==== The input
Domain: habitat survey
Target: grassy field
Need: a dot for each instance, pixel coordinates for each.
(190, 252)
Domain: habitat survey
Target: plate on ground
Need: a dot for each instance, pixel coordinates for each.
========
## [Exercise]
Produce a verbatim copy of the lines from the one holding "Target: plate on ground" to the final line of the data, and nothing more.

## [Written response]
Target: plate on ground
Need: a dot for each instance, pixel coordinates for each.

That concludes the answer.